── Source data ──

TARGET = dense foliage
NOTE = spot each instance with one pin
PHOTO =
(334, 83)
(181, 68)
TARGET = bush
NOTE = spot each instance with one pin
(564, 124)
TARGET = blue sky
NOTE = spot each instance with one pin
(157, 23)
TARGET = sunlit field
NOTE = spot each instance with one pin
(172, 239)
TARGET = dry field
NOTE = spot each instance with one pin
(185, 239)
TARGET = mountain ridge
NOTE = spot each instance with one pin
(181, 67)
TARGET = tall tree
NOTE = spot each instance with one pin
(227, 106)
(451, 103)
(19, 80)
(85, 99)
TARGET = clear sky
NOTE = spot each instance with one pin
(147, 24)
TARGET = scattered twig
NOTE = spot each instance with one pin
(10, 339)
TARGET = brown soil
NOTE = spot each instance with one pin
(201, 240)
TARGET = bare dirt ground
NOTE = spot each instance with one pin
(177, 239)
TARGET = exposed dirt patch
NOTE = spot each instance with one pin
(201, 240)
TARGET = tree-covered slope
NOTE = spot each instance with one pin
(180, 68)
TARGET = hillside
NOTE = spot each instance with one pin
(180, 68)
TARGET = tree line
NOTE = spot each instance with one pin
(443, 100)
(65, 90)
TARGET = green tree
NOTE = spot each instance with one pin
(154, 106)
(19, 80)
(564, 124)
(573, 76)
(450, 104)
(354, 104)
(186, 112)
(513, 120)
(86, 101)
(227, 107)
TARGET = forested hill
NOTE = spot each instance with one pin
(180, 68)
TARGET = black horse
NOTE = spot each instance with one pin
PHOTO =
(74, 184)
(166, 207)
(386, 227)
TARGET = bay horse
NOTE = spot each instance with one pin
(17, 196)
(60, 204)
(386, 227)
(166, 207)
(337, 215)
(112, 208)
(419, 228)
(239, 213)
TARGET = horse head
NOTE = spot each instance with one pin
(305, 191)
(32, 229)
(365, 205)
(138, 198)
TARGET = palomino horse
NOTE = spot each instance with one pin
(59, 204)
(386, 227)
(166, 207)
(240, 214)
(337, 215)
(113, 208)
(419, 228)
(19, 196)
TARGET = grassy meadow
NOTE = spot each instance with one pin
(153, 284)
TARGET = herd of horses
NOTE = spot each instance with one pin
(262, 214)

───
── Source data ──

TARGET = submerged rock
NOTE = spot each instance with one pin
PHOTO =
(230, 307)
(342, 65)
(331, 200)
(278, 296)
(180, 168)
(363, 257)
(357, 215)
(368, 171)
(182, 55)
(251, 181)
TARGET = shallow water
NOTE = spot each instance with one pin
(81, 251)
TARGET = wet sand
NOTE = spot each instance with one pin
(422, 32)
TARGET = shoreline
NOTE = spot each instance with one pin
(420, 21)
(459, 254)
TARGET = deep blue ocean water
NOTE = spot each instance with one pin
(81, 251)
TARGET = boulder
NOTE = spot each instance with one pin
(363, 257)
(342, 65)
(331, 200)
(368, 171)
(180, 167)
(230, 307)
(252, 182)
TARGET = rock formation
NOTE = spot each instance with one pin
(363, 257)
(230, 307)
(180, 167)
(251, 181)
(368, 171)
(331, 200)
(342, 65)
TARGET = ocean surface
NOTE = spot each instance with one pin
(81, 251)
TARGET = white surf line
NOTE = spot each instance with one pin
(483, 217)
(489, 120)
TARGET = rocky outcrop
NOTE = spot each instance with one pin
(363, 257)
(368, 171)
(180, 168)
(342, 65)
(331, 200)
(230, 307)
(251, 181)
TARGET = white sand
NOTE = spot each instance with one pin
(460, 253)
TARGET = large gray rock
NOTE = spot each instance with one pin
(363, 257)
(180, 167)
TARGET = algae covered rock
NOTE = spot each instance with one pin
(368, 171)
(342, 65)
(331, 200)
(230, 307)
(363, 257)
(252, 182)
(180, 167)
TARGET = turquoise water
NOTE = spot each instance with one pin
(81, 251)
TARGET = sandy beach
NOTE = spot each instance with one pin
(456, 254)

───
── Source data ──

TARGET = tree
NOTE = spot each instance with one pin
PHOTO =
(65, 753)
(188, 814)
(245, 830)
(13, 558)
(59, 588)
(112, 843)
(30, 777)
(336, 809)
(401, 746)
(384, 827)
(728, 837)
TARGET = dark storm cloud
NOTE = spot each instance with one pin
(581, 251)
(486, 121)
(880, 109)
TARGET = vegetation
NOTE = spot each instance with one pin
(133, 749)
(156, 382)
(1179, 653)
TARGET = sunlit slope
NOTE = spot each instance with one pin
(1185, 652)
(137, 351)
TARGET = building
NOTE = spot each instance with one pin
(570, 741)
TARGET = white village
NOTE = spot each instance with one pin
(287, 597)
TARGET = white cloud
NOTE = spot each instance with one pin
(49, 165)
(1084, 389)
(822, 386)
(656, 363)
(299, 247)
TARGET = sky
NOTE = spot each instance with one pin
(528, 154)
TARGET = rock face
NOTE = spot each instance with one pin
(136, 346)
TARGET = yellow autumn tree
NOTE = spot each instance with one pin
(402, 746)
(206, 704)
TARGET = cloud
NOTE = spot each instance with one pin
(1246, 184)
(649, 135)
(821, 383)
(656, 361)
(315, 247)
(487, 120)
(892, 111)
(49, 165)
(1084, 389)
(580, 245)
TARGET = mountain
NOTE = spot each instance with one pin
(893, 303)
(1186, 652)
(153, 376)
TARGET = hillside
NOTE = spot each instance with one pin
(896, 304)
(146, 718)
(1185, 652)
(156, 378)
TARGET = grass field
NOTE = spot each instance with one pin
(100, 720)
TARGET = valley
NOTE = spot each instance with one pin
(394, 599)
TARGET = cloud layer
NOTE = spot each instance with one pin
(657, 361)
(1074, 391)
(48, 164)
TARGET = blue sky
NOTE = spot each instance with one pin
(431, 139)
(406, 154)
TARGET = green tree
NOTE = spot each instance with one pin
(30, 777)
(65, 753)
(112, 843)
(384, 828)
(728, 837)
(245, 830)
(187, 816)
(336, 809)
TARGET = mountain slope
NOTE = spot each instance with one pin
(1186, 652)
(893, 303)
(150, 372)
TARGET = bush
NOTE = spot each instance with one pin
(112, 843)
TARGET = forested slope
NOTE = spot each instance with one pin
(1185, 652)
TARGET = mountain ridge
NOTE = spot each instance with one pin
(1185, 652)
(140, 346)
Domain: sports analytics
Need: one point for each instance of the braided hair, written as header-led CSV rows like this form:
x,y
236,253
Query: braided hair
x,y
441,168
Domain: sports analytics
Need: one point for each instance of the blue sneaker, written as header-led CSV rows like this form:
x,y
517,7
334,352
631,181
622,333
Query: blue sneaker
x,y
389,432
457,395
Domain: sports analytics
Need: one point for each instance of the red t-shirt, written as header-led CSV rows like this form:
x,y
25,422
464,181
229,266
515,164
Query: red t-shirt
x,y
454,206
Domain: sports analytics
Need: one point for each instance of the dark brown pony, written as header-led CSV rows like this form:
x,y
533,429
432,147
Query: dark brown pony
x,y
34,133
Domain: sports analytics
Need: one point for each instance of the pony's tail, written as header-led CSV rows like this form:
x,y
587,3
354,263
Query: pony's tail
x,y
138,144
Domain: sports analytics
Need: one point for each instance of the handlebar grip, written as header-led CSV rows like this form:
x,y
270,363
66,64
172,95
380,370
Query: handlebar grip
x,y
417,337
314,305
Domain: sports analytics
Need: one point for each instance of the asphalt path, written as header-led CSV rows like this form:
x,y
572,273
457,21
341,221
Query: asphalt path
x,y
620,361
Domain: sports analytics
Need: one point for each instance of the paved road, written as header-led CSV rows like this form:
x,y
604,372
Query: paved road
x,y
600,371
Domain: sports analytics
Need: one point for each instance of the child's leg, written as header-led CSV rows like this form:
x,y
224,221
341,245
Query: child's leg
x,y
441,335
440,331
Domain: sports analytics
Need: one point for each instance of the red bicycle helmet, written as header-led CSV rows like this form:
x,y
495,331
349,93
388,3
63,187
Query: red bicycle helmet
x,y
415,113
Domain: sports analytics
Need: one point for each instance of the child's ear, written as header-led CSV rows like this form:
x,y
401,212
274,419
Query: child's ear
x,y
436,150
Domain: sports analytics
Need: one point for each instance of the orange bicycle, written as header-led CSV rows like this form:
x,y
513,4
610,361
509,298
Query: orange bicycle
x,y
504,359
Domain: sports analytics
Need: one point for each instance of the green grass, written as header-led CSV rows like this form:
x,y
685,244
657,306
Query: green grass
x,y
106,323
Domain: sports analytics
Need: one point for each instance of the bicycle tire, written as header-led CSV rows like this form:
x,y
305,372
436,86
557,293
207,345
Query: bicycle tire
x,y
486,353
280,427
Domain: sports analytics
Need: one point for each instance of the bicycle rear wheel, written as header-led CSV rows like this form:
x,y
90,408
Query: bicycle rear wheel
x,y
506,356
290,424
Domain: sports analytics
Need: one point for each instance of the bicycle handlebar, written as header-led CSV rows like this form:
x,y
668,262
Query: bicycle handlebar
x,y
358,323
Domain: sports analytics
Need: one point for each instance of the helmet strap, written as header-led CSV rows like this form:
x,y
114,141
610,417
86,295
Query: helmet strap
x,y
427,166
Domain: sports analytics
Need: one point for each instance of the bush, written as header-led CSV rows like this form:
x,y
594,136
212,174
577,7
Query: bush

───

▸ **Exercise instructions**:
Tally the lines in the listing above that contain the string "cloud", and reply with the number alone.

▸ **Expected answer**:
4